- _WORK TO COMPLETE_: Every line of the records below should be restated exactly.

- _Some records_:
┄┄┄┄┄┄┄┄┄┄

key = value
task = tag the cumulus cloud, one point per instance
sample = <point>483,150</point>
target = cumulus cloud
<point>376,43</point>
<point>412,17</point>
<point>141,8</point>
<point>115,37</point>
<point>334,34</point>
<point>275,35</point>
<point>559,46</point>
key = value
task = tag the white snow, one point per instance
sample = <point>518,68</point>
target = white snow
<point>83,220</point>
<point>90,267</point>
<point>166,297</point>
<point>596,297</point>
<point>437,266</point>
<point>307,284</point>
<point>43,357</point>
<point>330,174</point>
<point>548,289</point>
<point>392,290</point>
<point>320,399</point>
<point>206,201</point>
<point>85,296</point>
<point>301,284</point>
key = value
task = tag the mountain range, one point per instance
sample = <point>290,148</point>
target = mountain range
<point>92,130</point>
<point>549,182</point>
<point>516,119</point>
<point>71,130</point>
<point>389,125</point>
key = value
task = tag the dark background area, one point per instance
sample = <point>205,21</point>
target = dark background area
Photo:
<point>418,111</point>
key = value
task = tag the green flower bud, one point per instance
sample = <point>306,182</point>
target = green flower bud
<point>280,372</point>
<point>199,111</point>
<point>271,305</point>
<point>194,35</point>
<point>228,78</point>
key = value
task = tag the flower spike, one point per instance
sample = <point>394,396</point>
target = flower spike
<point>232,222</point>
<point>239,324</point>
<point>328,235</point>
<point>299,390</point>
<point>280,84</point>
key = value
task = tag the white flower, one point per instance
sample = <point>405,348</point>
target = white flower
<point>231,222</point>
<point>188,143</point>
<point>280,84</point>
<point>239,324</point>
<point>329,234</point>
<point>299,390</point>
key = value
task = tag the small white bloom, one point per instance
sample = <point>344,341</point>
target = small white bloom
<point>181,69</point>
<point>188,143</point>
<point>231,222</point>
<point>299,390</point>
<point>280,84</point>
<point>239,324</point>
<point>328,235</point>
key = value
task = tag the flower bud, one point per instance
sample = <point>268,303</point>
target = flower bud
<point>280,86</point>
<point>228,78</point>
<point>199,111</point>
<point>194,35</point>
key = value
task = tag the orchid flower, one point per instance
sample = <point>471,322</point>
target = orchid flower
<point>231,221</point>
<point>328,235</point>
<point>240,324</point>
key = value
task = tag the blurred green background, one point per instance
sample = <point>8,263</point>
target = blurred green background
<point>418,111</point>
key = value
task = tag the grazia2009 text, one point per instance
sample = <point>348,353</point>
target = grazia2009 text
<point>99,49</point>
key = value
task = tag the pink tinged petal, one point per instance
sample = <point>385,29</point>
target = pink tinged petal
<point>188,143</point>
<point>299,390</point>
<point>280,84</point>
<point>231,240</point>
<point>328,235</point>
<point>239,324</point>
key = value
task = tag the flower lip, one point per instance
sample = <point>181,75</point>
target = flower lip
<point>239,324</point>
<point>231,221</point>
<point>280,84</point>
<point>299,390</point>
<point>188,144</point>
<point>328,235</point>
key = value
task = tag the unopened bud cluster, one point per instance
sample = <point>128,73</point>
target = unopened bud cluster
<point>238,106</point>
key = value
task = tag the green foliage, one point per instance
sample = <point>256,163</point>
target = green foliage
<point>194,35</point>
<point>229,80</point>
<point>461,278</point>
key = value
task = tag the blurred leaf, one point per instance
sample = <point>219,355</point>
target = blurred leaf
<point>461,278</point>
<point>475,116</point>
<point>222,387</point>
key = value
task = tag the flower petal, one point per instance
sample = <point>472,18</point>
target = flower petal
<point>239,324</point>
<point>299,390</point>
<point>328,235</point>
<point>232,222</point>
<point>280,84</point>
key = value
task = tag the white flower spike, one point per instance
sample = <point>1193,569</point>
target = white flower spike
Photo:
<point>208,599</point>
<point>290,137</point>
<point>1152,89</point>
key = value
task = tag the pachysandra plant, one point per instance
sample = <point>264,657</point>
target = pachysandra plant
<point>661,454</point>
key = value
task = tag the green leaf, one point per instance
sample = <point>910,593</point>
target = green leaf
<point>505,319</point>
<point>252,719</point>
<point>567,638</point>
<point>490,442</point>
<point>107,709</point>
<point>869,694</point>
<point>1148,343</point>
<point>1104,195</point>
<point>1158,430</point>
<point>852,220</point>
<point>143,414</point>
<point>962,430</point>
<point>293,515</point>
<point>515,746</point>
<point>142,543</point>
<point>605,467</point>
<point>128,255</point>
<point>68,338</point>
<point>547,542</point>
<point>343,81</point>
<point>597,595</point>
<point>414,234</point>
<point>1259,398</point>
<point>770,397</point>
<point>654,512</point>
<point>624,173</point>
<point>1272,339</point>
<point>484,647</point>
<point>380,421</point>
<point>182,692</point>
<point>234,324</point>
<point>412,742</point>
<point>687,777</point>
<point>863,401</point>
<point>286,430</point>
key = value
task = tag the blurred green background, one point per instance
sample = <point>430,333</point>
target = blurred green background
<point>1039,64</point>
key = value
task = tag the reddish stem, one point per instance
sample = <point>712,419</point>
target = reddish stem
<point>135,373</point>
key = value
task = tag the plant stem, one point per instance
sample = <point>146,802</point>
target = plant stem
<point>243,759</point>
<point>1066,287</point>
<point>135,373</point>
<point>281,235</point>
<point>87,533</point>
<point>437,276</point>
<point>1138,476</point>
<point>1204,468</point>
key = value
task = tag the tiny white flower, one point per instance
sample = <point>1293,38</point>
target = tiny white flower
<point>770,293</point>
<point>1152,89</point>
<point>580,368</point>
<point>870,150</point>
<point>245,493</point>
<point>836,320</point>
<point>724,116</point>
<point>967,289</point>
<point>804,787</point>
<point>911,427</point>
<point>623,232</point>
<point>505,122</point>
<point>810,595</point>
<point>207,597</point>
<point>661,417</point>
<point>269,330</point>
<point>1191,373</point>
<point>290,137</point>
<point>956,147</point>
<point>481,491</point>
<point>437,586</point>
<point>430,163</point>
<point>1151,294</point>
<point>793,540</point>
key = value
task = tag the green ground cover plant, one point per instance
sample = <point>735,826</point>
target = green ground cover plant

┄┄┄┄┄┄┄┄┄┄

- _SOLUTION TO THIS EXERCISE_:
key = value
task = tag the cumulus cloud, one point per instance
sample = <point>483,150</point>
target = cumulus cloud
<point>376,43</point>
<point>412,17</point>
<point>141,8</point>
<point>115,37</point>
<point>334,34</point>
<point>275,35</point>
<point>559,46</point>
key = value
task = tag the white snow, one point per instance
sample = <point>518,68</point>
target = white snow
<point>83,220</point>
<point>90,267</point>
<point>166,297</point>
<point>596,297</point>
<point>437,266</point>
<point>307,284</point>
<point>43,357</point>
<point>330,174</point>
<point>548,289</point>
<point>392,290</point>
<point>320,399</point>
<point>206,201</point>
<point>85,296</point>
<point>301,284</point>
key = value
task = tag the mountain range, one point per instance
sample = <point>290,148</point>
target = mountain range
<point>92,130</point>
<point>549,182</point>
<point>516,119</point>
<point>71,130</point>
<point>389,125</point>
key = value
task = tag the dark background area, one point per instance
sample = <point>205,21</point>
target = dark background area
Photo:
<point>418,111</point>
key = value
task = tag the green flower bud, one point per instance
sample = <point>306,182</point>
target = green flower bud
<point>280,372</point>
<point>199,111</point>
<point>271,305</point>
<point>194,35</point>
<point>228,78</point>
key = value
task = tag the flower spike, one point per instance
sample = <point>394,396</point>
target = flower spike
<point>232,222</point>
<point>239,324</point>
<point>328,235</point>
<point>299,390</point>
<point>280,84</point>
key = value
task = tag the white flower, one point per instance
sample = <point>405,348</point>
target = white flower
<point>231,222</point>
<point>188,143</point>
<point>280,84</point>
<point>239,324</point>
<point>329,234</point>
<point>299,390</point>
key = value
task = tag the small white bloom, one point per instance
sample = <point>344,341</point>
target = small white bloom
<point>181,69</point>
<point>188,143</point>
<point>231,222</point>
<point>299,390</point>
<point>280,84</point>
<point>239,324</point>
<point>328,235</point>
key = value
task = tag the flower bud, one point per instance
sample = <point>268,303</point>
target = flower bud
<point>280,86</point>
<point>228,78</point>
<point>199,111</point>
<point>194,35</point>
key = value
task = tag the orchid flower, one point per instance
sample = <point>471,322</point>
target = orchid flower
<point>231,221</point>
<point>328,235</point>
<point>240,324</point>
key = value
task = tag the blurred green background, one point per instance
sample = <point>8,263</point>
target = blurred green background
<point>418,111</point>
key = value
task = tag the grazia2009 text, one point per instance
sample = <point>348,353</point>
target = grazia2009 text
<point>99,49</point>
key = value
task = tag the pink tinged petal, one point per instance
sample = <point>385,29</point>
target = pink tinged petal
<point>188,143</point>
<point>299,390</point>
<point>280,84</point>
<point>231,240</point>
<point>328,235</point>
<point>239,324</point>
key = value
task = tag the flower lip, one point per instance
sample = <point>181,75</point>
target = flower lip
<point>239,324</point>
<point>231,221</point>
<point>280,84</point>
<point>299,390</point>
<point>188,144</point>
<point>328,235</point>
key = value
task = tag the unopened bud cluster, one point per instance
sample = <point>128,73</point>
target = unopened bud cluster
<point>238,106</point>
key = value
task = tag the green foliage, one point per instance
sample = <point>256,163</point>
target = green foliage
<point>194,35</point>
<point>229,80</point>
<point>461,278</point>
key = value
task = tag the blurred leaf, one point per instance
sample = <point>219,355</point>
target = blurred leaf
<point>461,278</point>
<point>475,116</point>
<point>222,387</point>
key = value
task = tag the flower petal, one point per instance
sample = <point>472,18</point>
target = flower petal
<point>239,324</point>
<point>299,390</point>
<point>328,235</point>
<point>232,222</point>
<point>280,84</point>
key = value
task = tag the white flower spike, one point per instance
sample = <point>1193,569</point>
target = white flower spike
Photo:
<point>208,599</point>
<point>290,137</point>
<point>1152,89</point>
key = value
task = tag the pachysandra plant, one point per instance
sample = <point>264,657</point>
target = pachysandra plant
<point>661,454</point>
key = value
task = tag the green leaf, one point per instance
sample = <point>910,593</point>
target = green leaf
<point>505,319</point>
<point>252,719</point>
<point>567,638</point>
<point>490,442</point>
<point>107,709</point>
<point>869,694</point>
<point>1148,343</point>
<point>1104,195</point>
<point>1158,430</point>
<point>852,220</point>
<point>143,414</point>
<point>962,430</point>
<point>293,515</point>
<point>515,746</point>
<point>142,543</point>
<point>605,467</point>
<point>128,255</point>
<point>68,338</point>
<point>547,542</point>
<point>343,81</point>
<point>597,595</point>
<point>414,234</point>
<point>1259,398</point>
<point>770,397</point>
<point>654,512</point>
<point>624,173</point>
<point>1272,339</point>
<point>484,647</point>
<point>380,421</point>
<point>182,692</point>
<point>234,324</point>
<point>412,742</point>
<point>687,777</point>
<point>863,401</point>
<point>286,430</point>
key = value
task = tag the blurred green background, one point per instance
sample = <point>430,333</point>
target = blurred green background
<point>1039,64</point>
key = value
task = tag the reddish stem, one point per instance
sample = <point>712,419</point>
target = reddish stem
<point>135,373</point>
key = value
task = tag the plant stem, one point per instance
sample = <point>146,802</point>
target = plant stem
<point>243,759</point>
<point>1066,287</point>
<point>135,373</point>
<point>281,235</point>
<point>87,533</point>
<point>437,276</point>
<point>1138,476</point>
<point>1204,468</point>
key = value
task = tag the tiny white flower, one point per instance
sample = <point>1293,38</point>
target = tiny white flower
<point>770,293</point>
<point>1152,89</point>
<point>580,368</point>
<point>870,150</point>
<point>245,493</point>
<point>836,320</point>
<point>724,116</point>
<point>967,289</point>
<point>804,787</point>
<point>911,427</point>
<point>623,232</point>
<point>505,122</point>
<point>810,595</point>
<point>207,597</point>
<point>661,417</point>
<point>269,330</point>
<point>1191,373</point>
<point>290,137</point>
<point>956,147</point>
<point>481,491</point>
<point>437,586</point>
<point>430,163</point>
<point>1151,294</point>
<point>793,540</point>
key = value
task = tag the green ground cover plant, one point per instance
sample = <point>735,826</point>
target = green ground cover plant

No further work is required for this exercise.